*TASK REQUIREMENTS*: Rewrite the items as a two-column CSV with the headers text and answer, starting at the line that contains "phrase -- cat's eye" and ending at the last item. Give one row per item, put each field in quotes, and turn line breaks into spaces.

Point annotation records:
::::::::

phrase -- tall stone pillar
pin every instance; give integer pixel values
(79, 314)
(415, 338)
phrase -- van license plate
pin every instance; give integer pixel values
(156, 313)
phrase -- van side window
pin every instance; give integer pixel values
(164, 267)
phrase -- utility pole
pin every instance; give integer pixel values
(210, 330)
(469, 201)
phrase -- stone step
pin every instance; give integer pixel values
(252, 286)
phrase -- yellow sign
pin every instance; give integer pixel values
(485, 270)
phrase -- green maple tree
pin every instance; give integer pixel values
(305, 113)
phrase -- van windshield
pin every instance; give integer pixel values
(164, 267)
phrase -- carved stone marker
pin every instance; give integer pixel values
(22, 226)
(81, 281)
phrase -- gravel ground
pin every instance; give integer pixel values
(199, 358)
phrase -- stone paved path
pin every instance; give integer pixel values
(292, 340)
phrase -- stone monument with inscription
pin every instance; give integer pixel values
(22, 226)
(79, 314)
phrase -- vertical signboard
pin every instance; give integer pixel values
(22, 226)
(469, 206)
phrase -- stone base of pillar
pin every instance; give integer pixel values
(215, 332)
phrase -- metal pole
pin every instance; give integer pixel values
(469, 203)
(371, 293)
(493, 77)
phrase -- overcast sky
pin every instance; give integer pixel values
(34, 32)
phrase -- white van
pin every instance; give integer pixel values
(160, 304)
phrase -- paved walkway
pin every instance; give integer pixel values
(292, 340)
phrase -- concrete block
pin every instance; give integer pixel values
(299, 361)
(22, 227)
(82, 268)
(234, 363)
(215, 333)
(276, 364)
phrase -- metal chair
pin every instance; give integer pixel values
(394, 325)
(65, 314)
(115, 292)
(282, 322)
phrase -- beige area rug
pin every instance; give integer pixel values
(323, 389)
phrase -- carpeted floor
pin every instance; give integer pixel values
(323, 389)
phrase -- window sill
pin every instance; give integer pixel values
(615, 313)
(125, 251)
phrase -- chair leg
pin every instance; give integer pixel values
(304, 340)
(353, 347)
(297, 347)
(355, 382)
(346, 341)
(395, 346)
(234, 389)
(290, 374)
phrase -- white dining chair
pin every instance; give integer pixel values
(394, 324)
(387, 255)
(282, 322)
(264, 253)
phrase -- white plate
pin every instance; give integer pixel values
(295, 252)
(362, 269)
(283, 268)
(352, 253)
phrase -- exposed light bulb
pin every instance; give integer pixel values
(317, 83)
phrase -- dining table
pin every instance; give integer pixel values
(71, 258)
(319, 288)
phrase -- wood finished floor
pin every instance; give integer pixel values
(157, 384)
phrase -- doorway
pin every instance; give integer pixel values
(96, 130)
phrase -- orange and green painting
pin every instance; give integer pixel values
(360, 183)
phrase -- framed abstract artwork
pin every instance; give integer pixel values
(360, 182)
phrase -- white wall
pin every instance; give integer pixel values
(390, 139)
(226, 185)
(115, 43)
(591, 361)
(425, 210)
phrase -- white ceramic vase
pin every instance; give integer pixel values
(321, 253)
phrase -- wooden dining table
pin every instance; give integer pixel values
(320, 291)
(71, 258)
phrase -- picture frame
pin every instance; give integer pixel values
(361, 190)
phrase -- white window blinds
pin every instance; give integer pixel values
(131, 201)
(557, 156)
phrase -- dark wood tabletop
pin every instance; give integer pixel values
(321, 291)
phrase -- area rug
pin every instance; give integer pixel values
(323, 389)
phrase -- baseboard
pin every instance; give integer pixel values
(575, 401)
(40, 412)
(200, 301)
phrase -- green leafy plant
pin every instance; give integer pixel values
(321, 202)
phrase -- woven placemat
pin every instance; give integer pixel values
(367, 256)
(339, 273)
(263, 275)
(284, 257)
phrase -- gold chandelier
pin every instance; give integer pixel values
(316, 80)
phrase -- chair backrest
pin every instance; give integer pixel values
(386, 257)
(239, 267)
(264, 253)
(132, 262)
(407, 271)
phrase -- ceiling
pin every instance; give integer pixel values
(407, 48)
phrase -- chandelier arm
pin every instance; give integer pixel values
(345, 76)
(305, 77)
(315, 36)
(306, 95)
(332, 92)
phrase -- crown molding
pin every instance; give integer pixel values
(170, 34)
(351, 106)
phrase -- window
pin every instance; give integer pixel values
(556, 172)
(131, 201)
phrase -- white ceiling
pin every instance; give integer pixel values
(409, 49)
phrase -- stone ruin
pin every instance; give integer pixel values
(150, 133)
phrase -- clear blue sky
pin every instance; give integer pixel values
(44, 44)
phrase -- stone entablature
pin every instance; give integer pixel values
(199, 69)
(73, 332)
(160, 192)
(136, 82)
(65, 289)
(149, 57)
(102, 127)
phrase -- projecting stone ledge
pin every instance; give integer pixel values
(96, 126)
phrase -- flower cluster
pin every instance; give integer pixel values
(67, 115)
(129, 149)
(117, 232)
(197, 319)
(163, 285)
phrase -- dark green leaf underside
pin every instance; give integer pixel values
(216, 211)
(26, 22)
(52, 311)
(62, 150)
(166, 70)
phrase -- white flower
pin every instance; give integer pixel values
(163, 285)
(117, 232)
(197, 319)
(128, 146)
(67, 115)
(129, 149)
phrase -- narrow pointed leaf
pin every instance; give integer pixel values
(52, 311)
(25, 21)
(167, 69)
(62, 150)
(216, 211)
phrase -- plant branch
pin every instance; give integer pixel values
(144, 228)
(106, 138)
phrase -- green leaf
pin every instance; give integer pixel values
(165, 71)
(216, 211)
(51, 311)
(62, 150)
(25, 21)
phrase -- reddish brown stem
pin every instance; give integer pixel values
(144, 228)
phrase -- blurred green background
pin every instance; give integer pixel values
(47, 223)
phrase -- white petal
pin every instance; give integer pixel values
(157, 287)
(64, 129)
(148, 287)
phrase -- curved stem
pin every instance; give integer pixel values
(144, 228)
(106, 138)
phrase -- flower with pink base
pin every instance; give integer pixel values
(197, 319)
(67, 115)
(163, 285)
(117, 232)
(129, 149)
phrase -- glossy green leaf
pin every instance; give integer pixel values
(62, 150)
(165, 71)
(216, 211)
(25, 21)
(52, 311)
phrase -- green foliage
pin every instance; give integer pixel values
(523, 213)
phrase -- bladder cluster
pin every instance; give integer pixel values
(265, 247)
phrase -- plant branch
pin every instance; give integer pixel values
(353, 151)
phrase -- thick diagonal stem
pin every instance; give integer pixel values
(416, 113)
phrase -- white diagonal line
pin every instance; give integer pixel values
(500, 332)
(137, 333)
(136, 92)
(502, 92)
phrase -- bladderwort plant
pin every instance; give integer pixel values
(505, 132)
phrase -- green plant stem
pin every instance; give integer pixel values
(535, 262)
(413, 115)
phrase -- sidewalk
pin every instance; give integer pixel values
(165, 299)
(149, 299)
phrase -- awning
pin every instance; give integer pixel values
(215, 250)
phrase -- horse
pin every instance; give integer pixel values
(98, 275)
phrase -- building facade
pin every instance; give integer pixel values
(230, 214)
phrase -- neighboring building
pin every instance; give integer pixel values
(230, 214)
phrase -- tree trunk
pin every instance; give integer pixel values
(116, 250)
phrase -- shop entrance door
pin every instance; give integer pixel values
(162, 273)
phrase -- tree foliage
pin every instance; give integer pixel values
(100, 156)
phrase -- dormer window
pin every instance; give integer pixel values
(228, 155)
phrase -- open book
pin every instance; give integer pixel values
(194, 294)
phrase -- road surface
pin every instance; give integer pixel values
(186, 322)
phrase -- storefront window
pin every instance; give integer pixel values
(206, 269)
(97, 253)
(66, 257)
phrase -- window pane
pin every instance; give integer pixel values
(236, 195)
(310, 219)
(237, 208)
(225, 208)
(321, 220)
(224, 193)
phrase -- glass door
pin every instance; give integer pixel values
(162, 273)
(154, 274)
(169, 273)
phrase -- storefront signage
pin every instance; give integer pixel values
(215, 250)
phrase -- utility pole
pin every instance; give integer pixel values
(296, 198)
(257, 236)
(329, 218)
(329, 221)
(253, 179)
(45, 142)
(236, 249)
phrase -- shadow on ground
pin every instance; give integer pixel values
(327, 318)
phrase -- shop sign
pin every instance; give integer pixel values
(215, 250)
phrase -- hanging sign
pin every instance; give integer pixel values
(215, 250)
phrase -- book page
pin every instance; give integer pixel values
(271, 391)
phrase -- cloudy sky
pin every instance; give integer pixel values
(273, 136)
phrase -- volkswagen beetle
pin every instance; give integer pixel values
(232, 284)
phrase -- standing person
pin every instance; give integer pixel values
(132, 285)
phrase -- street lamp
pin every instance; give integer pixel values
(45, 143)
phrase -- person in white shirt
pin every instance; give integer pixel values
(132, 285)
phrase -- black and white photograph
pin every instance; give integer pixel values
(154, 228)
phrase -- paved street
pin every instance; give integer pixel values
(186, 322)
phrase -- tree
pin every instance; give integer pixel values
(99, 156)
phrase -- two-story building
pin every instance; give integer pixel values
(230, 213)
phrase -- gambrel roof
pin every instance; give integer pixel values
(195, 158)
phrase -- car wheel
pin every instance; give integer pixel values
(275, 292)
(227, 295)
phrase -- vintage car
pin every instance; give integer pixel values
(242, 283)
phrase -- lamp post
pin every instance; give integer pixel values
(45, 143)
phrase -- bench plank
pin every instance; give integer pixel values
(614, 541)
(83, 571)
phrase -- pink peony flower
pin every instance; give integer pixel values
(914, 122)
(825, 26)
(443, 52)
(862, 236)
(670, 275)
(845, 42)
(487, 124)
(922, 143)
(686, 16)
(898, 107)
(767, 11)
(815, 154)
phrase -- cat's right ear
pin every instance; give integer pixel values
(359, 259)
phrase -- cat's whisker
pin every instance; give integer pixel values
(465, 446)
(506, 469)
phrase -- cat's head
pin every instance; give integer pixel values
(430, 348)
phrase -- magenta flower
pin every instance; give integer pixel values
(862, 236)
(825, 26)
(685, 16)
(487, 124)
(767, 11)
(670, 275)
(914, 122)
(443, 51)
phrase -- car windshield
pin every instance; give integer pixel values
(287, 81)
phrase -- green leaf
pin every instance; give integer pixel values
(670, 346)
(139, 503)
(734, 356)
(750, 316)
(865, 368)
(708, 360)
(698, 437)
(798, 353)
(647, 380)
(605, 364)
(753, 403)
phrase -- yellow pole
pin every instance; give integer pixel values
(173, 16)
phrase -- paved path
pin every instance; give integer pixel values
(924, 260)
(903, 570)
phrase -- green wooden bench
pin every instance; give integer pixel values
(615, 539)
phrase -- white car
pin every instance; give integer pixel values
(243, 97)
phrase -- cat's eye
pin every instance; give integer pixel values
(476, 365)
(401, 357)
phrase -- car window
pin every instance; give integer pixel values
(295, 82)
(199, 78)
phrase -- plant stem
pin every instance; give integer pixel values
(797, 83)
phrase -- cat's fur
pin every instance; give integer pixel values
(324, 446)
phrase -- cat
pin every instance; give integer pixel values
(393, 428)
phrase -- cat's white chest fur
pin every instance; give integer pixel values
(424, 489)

::::::::

*RESULT OF THE EXERCISE*:
text,answer
"phrase -- cat's eye pin every instance; give integer pixel values","(476, 365) (401, 357)"
"phrase -- car window pin every instance; give integer pixel values","(295, 82) (199, 78)"
"phrase -- plant stem pin every instance; give integer pixel values","(797, 83)"
"phrase -- cat's fur pin every instance; give integer pixel values","(324, 446)"
"phrase -- cat pin every instance; give integer pixel values","(393, 428)"
"phrase -- cat's white chest fur pin every instance; give integer pixel values","(424, 489)"